Excerpts from a dataset:

== Segment start ==

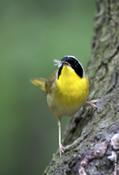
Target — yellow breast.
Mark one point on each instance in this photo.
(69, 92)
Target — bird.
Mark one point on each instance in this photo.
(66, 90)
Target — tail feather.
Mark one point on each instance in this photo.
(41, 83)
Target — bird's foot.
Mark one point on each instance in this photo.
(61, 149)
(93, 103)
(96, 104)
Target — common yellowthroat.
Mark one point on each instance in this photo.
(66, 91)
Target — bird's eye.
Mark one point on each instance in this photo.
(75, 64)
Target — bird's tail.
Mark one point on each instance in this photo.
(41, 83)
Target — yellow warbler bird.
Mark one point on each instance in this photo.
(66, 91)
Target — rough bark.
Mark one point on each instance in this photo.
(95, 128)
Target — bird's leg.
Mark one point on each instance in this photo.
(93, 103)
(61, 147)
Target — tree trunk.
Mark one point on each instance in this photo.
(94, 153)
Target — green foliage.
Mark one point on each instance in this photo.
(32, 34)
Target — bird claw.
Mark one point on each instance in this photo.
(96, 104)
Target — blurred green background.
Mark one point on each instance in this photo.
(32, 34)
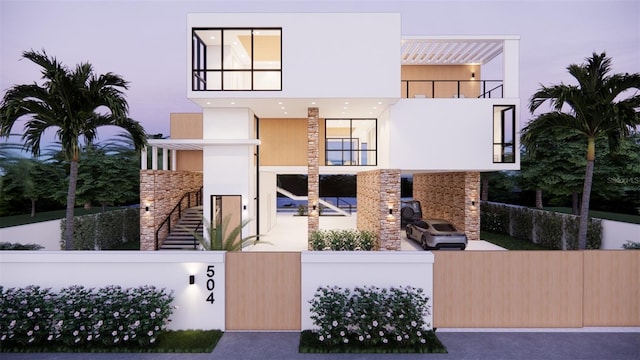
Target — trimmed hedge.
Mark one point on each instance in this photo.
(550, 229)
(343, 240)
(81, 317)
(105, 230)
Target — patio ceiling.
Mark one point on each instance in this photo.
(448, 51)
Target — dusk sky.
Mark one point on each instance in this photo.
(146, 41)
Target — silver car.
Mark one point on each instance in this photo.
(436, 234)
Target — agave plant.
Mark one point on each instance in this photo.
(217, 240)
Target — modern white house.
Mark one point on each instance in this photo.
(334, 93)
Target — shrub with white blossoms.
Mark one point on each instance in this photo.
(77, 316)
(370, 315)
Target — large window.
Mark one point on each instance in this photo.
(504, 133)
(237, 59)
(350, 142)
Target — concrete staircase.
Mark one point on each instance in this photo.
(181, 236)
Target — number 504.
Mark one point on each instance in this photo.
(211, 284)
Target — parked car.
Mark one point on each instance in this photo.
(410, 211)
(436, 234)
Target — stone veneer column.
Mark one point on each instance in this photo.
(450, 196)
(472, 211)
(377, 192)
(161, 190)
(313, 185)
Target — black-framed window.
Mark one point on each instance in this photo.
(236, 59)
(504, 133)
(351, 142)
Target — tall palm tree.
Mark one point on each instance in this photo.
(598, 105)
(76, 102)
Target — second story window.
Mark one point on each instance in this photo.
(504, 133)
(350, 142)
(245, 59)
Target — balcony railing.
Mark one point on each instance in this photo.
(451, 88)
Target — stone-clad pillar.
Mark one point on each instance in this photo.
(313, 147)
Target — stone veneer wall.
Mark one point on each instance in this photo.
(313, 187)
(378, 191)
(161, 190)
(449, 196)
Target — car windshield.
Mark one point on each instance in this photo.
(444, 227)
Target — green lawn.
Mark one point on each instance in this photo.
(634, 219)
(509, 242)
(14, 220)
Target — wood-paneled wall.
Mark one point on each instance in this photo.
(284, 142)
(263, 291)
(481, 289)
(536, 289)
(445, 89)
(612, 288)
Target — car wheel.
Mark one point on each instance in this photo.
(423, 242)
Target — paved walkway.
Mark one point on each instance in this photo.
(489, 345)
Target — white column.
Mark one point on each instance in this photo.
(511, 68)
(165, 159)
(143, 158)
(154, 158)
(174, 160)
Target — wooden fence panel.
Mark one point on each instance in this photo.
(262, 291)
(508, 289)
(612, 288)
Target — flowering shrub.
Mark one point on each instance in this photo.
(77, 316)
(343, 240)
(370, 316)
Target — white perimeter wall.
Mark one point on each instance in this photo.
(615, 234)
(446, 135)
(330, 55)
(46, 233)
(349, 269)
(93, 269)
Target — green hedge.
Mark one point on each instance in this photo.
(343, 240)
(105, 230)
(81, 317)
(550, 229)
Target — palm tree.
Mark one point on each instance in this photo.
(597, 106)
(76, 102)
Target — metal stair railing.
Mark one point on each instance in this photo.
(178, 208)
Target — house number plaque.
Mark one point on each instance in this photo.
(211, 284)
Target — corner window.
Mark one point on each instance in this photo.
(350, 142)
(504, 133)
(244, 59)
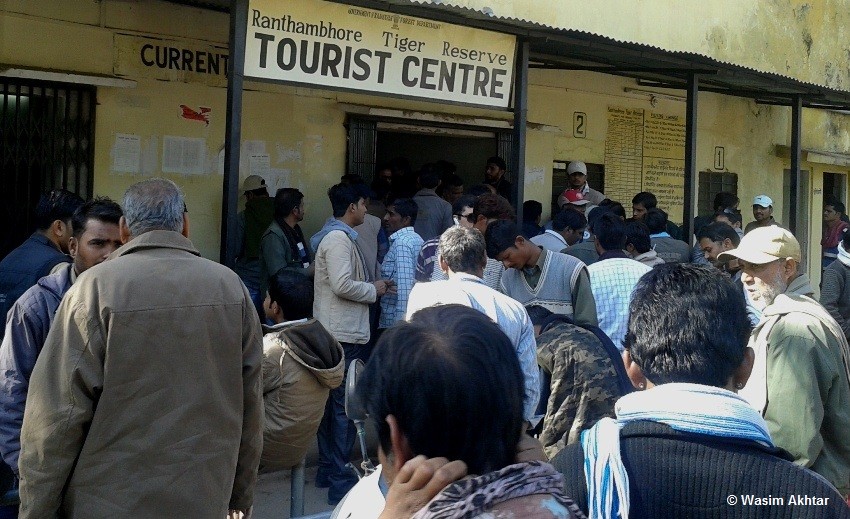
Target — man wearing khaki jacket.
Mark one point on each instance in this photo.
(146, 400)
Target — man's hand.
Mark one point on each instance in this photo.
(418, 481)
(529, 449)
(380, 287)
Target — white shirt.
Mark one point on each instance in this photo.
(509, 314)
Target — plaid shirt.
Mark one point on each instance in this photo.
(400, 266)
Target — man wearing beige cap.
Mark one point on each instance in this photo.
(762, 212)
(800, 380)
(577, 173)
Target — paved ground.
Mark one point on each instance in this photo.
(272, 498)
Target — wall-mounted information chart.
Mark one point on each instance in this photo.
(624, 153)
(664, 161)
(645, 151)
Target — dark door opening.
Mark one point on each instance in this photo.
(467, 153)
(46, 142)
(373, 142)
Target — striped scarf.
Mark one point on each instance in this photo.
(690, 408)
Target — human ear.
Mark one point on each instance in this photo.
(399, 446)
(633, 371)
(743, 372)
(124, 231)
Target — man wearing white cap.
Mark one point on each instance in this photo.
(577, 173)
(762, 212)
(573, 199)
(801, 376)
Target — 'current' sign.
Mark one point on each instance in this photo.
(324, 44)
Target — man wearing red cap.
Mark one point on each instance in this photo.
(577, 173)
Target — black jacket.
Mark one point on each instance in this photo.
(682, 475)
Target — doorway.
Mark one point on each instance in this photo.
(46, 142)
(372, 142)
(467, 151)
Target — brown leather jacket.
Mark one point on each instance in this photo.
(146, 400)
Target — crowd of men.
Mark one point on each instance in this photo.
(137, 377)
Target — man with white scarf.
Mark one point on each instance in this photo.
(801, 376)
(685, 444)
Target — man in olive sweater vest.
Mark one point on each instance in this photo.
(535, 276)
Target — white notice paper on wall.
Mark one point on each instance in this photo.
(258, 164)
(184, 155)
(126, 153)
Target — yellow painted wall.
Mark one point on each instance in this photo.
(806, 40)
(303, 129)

== Segment end ==

## What you need to do
Once you find the line with "Target — white column." above, print it and every line after it up to and including the line with "Target — flowering shrub.", exactly as written and nothing else.

## Answer area
Target — white column.
Mark one point on each instance in this photo.
(511, 68)
(165, 159)
(143, 158)
(154, 158)
(174, 160)
Target — wooden fence panel.
Mark one point on each instance in this photo.
(262, 291)
(508, 289)
(612, 288)
Target — flowering shrub.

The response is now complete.